>> start Excerpt to read

A Statistical 2010 Premier League Season Preview, Part 5
Update: Table was showing Arsenal's and Manchester City's names swapped, for some reason. I've fixed it.
I think we're just about coming to the end of our little sojourn, and so we're ready to publish some results. Let's first go back over what we've learned.
- We can predict goals scored and goals allowed based on the previous season's results.
- The amount of money a club spends in the transfer market affects their expected goal differential in the season following.
- The goal differential for newly promoted sides can also be projected using their Championship statistics, but a new variable must be introduced to take into account the easy of competitions. In our case, it's -43 from the expected differential.
- We can convert from expected goal differential to expected points relatively easily.
This leads us towards a table that lists expected goals scored, goals conceded, goal differential, and points. Since we dealt with the goal differential directly during steps 2 and 3, I had to manually adjust the expected goals scores and conceded by one or two goals to get things to match up correctly. If I had thought about this properly earlier, it wouldn't have been necessary, but such is life. Bear in mind, of course, that table below is full of projections - I've already discussed the sort of errors we get when back-checking - and there's a lot of things that can change over the course of the season. But it's pretty informative anyway (I hope!).

Figure 1: Projected 2010/2011 Premier League Table.
Note that try as I might there's no way to project total wins, draws, and losses from the data - there just are too many paths to get to a certain points total (it's computationally impossible to find the most efficient one), and I didn't feel like simply making numbers up at this stage.
We have Chelsea win the league with 85 points by a four point margin over arch-rivals Manchester United. This gap may well be even closer due to the age of Chelsea's squad, which is a question to be tackled at some later date. The big four looks to have been well and truly broken up, with Manchester City rising to third and keeping Liverpool down all the way at 6th place. Fulham are the biggest risers, going from 12th last year tonight, but at the other end of the table long-time Premier League clubs Wigan Athletic and Bolton face the drop, with Wigan in particular looking to be in precarious position. If you're a fan of one of the clubs shown relegated here; don't worry - this doesn't condemn your team any more than it guarantees another title for Stamford Bridge. Every year teams randomly (yes, randomly!) collapse or do inexplicably well, and no amount of statistical work will ever be able to take the place of the long slog of the actual Premier League season.

>> end Excerpt to read

--- Required work ---
(1) Decide whether each statement below agrees with the season preview. Answer yes or no for each, and quote the words from the text that decide it.
(a) Chelsea are projected to win the league with 85 points.
(b) The author projected total wins, draws, and losses for each club.
(c) For newly promoted sides, the adjustment used is -43 from the expected differential.
(2) According to the season preview, which club is projected to finish third?
(3) In the season preview, switch "transfer market" to "player market" and write out the passage between "- We can predict" and "points relatively easily.", inclusive.

>> start Extracted data

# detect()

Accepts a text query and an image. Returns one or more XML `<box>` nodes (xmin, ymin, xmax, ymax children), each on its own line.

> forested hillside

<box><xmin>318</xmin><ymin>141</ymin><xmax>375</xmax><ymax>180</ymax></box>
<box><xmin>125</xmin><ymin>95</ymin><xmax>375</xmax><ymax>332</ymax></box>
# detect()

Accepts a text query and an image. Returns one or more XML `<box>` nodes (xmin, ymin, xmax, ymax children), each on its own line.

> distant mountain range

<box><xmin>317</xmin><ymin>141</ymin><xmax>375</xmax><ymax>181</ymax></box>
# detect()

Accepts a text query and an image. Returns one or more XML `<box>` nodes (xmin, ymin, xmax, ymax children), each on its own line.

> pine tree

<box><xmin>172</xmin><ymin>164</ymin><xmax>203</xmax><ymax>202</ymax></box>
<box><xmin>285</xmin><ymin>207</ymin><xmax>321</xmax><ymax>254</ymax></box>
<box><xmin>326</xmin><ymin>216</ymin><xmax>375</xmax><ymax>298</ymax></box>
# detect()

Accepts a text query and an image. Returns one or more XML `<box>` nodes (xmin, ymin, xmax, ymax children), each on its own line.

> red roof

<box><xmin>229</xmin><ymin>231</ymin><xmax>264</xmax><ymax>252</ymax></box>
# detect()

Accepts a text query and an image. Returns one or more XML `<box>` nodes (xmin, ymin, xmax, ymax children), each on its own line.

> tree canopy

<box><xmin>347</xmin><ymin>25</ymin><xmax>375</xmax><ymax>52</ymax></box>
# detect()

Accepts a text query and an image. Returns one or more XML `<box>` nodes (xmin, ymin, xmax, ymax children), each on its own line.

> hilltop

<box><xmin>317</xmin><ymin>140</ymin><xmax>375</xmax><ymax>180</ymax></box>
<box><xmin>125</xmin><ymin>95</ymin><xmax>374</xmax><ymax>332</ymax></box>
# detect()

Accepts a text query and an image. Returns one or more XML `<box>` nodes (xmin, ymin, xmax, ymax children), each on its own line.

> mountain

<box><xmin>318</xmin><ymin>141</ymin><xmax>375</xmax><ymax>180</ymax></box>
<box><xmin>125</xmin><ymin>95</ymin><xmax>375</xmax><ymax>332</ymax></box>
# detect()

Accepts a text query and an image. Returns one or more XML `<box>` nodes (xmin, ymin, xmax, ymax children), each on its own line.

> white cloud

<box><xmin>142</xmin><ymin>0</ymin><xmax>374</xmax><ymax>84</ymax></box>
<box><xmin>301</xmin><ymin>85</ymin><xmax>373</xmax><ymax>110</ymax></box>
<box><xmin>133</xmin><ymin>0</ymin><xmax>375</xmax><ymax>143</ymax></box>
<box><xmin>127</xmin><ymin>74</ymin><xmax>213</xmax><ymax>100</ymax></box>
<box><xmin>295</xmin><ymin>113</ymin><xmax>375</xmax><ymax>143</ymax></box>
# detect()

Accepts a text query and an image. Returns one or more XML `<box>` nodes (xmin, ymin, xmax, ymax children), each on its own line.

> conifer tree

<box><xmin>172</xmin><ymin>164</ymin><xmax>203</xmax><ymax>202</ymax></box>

>> end Extracted data

--- Answers in order ---
(1)
(a) Yes: "We have Chelsea win the league with 85 points"
(b) No: "there's no way to project total wins, draws, and losses from the data"
(c) Yes: "In our case, it's -43 from the expected differential."

(2) Manchester City.

(3)
- We can predict goals scored and goals allowed based on the previous season's results.
- The amount of money a club spends in the player market affects their expected goal differential in the season following.
- The goal differential for newly promoted sides can also be projected using their Championship statistics, but a new variable must be introduced to take into account the easy of competitions. In our case, it's -43 from the expected differential.
- We can convert from expected goal differential to expected points relatively easily.